## Source

I was so groggy my response was instinctive. “No, I’m too tired.” He proceeded to smash his face into the pizza, take a big bite and say, “Well I’m eating.” I burst out laughing, and that’s how we kicked off our life in Chicago together.

The next day, I received a welcome back to Chicago from my former track and cross country coach, Trent Richards. After a marriage breakup with his first wife two years before, he was living with a sweet belle named Marielle in a tall condo building on Michigan Avenue. I visited his apartment and we took a trip up to the roof overlooking the city. I have a native fear of heights, so I stayed away from the edge of the roof. Yet in typical fashion, daredevil that he was, Trent walked over to lean out and look down at the sidewalk below. “Great view, huh?” he asked. I reached over to touch something to give myself a sense of being grounded.

His advice that day sort of set the stage for my time back in Chicago. “You don’t really want to work for someone, do you? You should go out on your own.”

First takes

During our first run together in Chicago, my roommate and I trotted over to North Avenue Beach only to find that the wind off Lake Michigian was so stiff the sand blowing off the beach stung our bare legs. We turned inland and looped around Lincoln Park on a gorgeous, if windy, late-May day. The last wave of migrating warblers sang in the trees. We ran past the zoo. I’d been there once before, but the rest of Lincoln Park was new territory for me. I realized that I knew almost nothing about the city, its landscape, parks, or its streets. I was a stranger in a strange land. It was wonderful.

The model and color of my Selectric

My first few days in town I went for daily runs along the lakefront. The rest of the day was spent typing happily away on my IBM Selectric. I was working on my novel Admissions. With the windows ajar in summer, a fine layer of grit covered my work each morning. I learned to cover the machine overnight to keep it from clogging up with fine soot from the roofing projects taking place nearby.

That was the smell of the city to me those first few weeks. Roofing tar and bus exhaust. I’d wake up to the sound of workmen hauling equipment around, then get dressed for a run and come back to write for the day.

In the meantime, Trent Richards hired me to do the graphic design on a brochure for his new company One-On-One Fitness. I got busy writing and designing it for him. Part of me hoped his company serving corporate fitness clients would grow enough for me to join him.

Somewhere over the rainbow

The month of June went by fast. Now that I had a better feel for the city, it was time to move my stuff back from Paoli to Chicago. I took a plane to Harrisburg where my brother picked me up from the airport, and stayed the night with him before heading over to my little apartment where I’d rented a U-Haul truck for the move back west.

## Data listing
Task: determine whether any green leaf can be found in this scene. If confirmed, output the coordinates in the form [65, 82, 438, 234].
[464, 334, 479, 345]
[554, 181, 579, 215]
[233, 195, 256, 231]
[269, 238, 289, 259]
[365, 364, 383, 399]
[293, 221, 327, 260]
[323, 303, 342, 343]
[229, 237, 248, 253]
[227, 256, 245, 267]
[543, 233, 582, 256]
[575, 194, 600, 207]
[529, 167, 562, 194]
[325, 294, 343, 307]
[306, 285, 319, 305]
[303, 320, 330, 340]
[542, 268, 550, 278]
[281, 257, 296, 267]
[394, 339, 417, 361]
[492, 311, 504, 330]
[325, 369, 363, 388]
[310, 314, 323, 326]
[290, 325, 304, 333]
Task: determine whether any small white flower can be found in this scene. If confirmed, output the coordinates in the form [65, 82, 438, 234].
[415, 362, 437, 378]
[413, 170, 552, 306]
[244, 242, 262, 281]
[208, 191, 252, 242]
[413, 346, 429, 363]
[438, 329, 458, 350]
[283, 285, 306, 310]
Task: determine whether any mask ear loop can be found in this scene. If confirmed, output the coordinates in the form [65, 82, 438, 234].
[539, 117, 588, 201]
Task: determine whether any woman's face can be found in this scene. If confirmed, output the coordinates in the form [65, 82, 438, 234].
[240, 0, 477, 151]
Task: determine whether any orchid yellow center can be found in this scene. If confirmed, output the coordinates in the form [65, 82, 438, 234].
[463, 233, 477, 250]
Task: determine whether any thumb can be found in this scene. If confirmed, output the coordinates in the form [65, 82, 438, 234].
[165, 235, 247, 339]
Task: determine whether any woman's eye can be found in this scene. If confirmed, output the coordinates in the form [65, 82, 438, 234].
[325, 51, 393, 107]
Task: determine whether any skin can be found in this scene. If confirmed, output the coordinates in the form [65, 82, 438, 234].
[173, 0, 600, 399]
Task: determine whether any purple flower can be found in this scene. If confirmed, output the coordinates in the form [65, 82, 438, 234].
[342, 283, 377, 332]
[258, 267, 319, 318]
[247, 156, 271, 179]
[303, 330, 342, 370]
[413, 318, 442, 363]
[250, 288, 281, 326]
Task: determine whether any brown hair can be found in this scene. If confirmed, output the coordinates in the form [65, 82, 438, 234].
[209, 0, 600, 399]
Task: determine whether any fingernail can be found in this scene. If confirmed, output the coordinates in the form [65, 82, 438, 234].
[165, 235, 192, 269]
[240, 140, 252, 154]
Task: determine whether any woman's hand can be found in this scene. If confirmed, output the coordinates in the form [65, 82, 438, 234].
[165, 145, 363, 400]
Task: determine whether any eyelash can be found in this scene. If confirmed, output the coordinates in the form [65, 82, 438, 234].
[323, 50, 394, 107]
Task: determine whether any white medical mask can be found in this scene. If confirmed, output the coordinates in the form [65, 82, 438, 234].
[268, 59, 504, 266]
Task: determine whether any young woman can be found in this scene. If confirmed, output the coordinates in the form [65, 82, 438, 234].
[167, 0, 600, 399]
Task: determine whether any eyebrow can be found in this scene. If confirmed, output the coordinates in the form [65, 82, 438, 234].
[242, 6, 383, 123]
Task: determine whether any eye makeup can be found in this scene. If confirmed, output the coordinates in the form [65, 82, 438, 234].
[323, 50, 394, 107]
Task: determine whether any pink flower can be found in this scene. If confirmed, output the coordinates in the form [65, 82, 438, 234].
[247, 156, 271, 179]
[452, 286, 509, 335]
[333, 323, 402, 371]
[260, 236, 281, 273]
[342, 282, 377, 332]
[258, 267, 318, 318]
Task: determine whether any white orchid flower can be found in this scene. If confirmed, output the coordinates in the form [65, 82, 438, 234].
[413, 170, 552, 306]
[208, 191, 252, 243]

## Requirement 1
Transcribe the part of the Chicago memoir that starts at the words "In the meantime, Trent" and ends after the words "move back west.".
## Requirement 2
In the Chicago memoir, what was the name of Trent Richards's new company?
## Requirement 3
Write the next part of the Chicago memoir, picking up after its last sentence.

## Result 1
In the meantime, Trent Richards hired me to do the graphic design on a brochure for his new company One-On-One Fitness. I got busy writing and designing it for him. Part of me hoped his company serving corporate fitness clients would grow enough for me to join him.

Somewhere over the rainbow

The month of June went by fast. Now that I had a better feel for the city, it was time to move my stuff back from Paoli to Chicago. I took a plane to Harrisburg where my brother picked me up from the airport, and stayed the night with him before heading over to my little apartment where I’d rented a U-Haul truck for the move back west.

## Result 2
One-On-One Fitness

## Result 3
A much fainter double rainbow I recently captured over our neighborhood in Illinois.

On the way back from the airport with my brother, a huge rainstorm passed over us. When the sun broke through from the west, a massive double rainbow appeared over the road ahead. My brother and I gazed at it in wonder. We pulled the car over to take a better look. Both rainbow arches were clear and full. We cried a bit because our brotherly adventure of living close together was coming to an end.

The next day, he drove over with me to Paoli and helped haul furniture down three flights of stairs. We loaded up the U-Haul until it was almost too full to close the door. “Damn, that’s lucky,” my brother said, as we slid the lock mechanism into place. Then we hugged and he drove away, back to Willow Street where he lived. Our Paoli Days were over.

Insecurity deposit

There was one last item of business to attend at my apartment. The landlord came upstairs to do the inspection and decide about the security deposit. In my head, it felt like an insecurity deposit. I knew so little about taking care of a house I hopefully assumed I’d be getting the security deposit or $500 back. It didn’t turn out that way. The landlord looked around the house and noticed that the tray below the stove was thick with grease. The entire oven needed cleaning. He also noted that the base of the shower wall was molding and about to shed tile. That really ticked him off. “You should have told me about this,” he snarled.

“I didn’t notice it,” I replied. That didn’t help matters any. “We’re keeping your money,” he told me. “This whole place is a mess.”

I was angry about that decision, but couldn’t do anything about it. So even though we’d gotten along great, even shared a dinner to two together over time, it wasn’t a pleasant goodbye between us in the end. I climbed into the U-Haul, started it up, and roared away from the temporary life I’d live. And good riddance.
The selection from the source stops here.